Exercise requirements => Extract every row below that contains the string "building" and copy each one in full. Treat uppercase and lowercase as different.

(Stored data)

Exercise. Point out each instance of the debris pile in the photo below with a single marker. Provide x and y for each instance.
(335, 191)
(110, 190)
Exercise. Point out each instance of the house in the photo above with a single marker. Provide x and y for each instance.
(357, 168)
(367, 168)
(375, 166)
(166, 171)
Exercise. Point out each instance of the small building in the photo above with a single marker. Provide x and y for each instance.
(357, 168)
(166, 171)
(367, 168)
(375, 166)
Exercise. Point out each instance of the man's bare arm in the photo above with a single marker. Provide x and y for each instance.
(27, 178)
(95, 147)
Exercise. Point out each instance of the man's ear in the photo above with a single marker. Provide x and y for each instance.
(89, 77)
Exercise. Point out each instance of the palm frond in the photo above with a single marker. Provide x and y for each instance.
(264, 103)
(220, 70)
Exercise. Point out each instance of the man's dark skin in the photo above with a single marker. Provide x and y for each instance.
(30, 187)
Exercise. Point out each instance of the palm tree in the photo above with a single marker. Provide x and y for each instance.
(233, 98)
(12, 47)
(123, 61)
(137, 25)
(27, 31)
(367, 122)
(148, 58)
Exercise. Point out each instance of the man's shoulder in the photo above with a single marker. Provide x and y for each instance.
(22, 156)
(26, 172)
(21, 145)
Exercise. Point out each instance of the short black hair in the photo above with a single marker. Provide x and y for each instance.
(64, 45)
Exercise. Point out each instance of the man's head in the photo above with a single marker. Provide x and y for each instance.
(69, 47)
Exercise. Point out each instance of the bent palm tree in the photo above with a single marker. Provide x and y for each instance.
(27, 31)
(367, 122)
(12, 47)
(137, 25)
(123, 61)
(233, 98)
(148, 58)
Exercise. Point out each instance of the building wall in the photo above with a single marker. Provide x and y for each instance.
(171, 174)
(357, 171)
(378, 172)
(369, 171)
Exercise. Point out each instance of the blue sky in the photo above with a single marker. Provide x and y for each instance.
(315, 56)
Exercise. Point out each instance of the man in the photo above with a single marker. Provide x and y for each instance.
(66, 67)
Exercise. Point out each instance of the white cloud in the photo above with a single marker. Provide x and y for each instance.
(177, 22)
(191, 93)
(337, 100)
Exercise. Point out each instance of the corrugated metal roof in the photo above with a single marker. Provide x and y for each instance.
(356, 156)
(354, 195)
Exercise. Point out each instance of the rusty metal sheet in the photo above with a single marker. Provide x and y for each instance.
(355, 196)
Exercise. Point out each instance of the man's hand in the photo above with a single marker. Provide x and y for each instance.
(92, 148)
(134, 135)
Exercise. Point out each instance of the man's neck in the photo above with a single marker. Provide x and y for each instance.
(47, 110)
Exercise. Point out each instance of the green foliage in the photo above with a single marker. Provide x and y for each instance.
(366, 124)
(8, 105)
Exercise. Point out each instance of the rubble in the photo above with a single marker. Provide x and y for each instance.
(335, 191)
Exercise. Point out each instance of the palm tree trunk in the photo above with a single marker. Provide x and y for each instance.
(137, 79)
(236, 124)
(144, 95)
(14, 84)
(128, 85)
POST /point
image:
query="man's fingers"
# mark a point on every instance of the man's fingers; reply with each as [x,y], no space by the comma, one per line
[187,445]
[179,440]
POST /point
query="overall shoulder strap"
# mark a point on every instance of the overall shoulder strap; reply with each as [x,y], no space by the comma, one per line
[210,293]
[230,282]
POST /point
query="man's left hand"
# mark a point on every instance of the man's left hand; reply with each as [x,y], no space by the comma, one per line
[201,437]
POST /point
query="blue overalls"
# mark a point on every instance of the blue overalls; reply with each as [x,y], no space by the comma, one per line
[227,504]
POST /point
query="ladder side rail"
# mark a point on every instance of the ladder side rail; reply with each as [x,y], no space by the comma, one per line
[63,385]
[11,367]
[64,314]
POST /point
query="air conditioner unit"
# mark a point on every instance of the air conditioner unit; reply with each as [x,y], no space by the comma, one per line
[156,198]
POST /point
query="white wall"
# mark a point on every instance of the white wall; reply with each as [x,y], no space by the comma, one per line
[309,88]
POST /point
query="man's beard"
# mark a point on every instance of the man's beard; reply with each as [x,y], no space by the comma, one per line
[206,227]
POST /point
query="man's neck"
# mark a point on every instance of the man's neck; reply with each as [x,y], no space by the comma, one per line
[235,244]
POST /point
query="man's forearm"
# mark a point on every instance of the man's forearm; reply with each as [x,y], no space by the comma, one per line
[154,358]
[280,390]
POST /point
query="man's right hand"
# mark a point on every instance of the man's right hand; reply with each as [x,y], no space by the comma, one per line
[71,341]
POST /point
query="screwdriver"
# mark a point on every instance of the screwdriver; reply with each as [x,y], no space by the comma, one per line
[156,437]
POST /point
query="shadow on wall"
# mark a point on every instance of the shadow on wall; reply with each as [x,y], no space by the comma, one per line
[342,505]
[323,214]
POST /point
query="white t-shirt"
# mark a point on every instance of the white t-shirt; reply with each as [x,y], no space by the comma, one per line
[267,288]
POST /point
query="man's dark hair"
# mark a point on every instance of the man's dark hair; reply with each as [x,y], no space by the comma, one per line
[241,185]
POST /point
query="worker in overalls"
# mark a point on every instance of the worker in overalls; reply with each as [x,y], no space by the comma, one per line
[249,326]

Answer for this exercise =>
Exercise. Point out each instance of the small building in the photo above with a single marker. Provide x and y for each instance.
Exercise. Point out each instance of the building wall in the photo above with a single marker. Provide x and y for each instance.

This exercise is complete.